Listed entries

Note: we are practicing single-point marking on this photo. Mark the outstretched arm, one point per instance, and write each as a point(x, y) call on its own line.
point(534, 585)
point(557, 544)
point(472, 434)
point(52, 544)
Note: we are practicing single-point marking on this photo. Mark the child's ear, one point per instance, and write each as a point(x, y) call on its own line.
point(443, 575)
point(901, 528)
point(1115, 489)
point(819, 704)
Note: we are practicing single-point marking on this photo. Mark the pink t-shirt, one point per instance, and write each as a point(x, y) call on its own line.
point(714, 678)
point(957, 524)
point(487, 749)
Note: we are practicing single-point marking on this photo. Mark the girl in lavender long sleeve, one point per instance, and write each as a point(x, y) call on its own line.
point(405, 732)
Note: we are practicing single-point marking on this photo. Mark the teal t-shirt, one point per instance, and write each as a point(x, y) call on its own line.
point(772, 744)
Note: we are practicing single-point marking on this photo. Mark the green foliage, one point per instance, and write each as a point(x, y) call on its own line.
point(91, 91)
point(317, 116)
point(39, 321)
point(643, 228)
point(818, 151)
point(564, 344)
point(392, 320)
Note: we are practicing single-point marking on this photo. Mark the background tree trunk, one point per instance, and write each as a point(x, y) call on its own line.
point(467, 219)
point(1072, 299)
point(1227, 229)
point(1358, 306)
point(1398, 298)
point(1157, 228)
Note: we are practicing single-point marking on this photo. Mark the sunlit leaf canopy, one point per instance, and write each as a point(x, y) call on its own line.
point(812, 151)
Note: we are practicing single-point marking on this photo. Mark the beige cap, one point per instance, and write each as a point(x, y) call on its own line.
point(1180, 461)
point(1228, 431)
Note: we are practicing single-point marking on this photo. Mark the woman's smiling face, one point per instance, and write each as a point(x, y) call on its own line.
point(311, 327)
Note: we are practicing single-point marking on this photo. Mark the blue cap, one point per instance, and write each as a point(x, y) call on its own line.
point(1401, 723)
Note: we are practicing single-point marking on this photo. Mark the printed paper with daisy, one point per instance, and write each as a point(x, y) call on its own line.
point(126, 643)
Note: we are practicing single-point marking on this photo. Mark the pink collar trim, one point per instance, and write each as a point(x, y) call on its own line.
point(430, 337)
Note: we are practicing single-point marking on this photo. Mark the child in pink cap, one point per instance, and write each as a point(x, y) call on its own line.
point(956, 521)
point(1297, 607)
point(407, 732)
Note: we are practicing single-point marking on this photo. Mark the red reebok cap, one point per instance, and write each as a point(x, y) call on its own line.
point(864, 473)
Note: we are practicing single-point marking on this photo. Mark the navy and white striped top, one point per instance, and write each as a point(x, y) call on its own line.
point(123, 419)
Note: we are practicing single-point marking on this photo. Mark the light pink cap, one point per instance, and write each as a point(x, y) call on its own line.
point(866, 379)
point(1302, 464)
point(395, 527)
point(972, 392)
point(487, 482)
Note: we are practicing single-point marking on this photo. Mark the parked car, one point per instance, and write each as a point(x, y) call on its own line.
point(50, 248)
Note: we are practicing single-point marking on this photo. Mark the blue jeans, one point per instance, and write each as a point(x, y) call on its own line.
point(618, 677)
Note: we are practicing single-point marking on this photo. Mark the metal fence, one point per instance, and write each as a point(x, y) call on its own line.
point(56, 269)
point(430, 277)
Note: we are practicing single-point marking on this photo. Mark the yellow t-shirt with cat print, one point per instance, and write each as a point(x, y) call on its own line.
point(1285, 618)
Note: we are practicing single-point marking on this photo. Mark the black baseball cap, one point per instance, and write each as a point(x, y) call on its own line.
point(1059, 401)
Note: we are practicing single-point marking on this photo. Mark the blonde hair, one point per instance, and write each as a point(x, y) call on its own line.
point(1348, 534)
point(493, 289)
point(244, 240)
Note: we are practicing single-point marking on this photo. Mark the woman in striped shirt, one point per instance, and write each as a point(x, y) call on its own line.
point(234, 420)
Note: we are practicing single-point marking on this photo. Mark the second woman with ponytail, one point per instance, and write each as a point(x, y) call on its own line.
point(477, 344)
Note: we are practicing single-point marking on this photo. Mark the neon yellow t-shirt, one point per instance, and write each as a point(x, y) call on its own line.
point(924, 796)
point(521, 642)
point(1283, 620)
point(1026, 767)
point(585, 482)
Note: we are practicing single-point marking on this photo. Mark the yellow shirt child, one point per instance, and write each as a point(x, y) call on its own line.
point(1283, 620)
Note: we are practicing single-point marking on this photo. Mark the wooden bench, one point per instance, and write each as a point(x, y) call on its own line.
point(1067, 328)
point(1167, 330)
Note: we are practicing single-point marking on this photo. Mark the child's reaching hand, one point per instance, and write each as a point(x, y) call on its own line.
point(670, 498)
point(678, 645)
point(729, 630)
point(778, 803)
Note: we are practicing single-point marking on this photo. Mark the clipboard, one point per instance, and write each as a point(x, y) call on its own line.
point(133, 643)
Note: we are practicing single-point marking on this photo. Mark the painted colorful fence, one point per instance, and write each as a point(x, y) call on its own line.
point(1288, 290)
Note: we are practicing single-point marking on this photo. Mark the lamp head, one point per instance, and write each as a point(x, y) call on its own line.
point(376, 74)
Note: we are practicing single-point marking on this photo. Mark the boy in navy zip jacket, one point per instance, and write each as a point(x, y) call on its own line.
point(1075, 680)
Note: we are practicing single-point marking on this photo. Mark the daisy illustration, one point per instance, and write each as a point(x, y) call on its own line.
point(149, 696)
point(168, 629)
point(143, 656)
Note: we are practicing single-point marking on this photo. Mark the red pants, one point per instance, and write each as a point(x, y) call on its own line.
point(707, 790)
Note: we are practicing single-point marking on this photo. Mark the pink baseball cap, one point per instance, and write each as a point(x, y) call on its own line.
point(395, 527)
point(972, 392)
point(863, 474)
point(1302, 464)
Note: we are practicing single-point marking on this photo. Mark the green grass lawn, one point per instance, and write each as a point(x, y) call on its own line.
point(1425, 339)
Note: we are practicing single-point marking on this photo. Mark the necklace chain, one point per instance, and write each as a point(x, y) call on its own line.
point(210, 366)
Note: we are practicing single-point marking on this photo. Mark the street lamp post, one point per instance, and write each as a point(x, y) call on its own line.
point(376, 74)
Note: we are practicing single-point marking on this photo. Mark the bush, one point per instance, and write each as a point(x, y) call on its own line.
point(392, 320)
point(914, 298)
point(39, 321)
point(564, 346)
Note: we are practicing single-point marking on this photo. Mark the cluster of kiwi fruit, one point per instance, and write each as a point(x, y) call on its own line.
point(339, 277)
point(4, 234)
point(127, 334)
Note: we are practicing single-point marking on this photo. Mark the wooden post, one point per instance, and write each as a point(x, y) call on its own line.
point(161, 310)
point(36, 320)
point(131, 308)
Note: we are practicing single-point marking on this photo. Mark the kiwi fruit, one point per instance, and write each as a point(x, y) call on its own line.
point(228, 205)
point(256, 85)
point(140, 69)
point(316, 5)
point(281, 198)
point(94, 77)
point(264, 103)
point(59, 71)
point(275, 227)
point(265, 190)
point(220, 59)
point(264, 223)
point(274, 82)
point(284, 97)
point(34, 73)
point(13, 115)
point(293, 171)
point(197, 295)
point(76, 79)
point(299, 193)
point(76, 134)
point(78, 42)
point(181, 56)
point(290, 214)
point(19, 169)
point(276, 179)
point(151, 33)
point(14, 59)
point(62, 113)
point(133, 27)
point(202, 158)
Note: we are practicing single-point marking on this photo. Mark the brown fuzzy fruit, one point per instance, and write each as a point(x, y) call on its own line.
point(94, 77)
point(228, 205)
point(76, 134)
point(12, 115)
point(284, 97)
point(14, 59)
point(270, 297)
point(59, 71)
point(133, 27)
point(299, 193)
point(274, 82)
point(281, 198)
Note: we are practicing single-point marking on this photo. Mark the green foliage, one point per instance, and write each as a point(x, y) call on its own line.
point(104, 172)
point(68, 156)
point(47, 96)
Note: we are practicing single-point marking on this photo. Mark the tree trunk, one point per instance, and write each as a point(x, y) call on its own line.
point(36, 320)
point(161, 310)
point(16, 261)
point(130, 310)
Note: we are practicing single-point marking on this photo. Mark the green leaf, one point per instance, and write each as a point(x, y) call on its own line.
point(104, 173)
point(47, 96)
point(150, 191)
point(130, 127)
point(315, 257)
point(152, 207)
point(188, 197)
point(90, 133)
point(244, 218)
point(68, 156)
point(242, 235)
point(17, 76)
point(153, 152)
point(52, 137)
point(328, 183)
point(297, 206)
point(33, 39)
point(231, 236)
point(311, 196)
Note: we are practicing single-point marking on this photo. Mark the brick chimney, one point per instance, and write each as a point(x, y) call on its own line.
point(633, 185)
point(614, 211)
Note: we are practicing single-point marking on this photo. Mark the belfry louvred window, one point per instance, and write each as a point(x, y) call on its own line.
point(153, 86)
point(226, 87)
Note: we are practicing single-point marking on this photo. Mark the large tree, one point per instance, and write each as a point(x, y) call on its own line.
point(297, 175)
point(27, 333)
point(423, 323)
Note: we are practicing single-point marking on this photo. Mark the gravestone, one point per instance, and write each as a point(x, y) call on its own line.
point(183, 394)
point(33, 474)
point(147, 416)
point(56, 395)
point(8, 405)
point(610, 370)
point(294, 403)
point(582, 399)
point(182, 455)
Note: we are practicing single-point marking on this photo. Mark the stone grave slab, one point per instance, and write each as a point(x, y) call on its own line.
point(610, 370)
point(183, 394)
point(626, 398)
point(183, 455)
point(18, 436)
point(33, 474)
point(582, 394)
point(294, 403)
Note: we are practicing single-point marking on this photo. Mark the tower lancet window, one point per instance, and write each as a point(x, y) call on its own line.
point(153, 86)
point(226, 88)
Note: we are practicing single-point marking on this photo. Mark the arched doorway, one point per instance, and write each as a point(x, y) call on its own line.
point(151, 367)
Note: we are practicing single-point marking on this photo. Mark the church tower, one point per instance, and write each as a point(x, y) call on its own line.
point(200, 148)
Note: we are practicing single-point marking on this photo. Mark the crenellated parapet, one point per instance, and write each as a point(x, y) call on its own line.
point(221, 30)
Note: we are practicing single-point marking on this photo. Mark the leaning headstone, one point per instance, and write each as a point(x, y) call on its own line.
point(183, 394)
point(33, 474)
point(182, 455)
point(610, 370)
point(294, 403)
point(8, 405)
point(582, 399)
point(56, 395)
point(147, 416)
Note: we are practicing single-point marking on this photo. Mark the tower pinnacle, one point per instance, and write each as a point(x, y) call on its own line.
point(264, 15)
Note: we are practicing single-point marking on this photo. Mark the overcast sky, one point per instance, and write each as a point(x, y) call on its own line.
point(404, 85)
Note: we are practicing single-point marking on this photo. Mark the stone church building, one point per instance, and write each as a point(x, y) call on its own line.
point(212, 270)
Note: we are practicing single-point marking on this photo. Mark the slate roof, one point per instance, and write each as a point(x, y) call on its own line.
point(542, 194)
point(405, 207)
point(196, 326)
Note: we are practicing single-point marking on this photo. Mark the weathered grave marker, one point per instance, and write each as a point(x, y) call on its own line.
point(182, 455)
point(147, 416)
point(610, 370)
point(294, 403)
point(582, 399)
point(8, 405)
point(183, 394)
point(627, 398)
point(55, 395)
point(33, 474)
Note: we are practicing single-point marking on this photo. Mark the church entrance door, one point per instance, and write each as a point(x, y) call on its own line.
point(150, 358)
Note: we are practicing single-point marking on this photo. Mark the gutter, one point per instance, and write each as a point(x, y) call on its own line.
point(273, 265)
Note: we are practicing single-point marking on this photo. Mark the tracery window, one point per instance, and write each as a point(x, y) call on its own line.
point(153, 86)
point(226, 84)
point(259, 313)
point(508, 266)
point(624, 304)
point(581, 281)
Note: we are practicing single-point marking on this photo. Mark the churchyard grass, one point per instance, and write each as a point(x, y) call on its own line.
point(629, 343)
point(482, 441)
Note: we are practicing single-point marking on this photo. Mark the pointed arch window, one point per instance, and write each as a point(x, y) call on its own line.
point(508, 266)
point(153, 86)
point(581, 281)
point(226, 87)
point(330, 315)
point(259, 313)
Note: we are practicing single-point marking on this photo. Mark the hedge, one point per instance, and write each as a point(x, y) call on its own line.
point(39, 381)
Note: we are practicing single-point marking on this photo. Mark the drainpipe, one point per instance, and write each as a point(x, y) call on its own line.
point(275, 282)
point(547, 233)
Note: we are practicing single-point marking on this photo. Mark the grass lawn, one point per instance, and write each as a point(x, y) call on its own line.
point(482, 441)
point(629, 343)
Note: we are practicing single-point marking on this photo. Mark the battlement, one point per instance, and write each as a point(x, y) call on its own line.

To do
Rewrite everything from the line containing "green leaf, one" down to the line containing "point(90, 133)", with "single-point marking" changed to "point annotation" and all else left as is.

Written solution
Note: we are practicing point annotation on this photo. Mark the green leaf, one point per instance, and write each as a point(x, y) call on its own line.
point(104, 173)
point(47, 96)
point(150, 191)
point(130, 127)
point(315, 257)
point(152, 207)
point(188, 197)
point(90, 133)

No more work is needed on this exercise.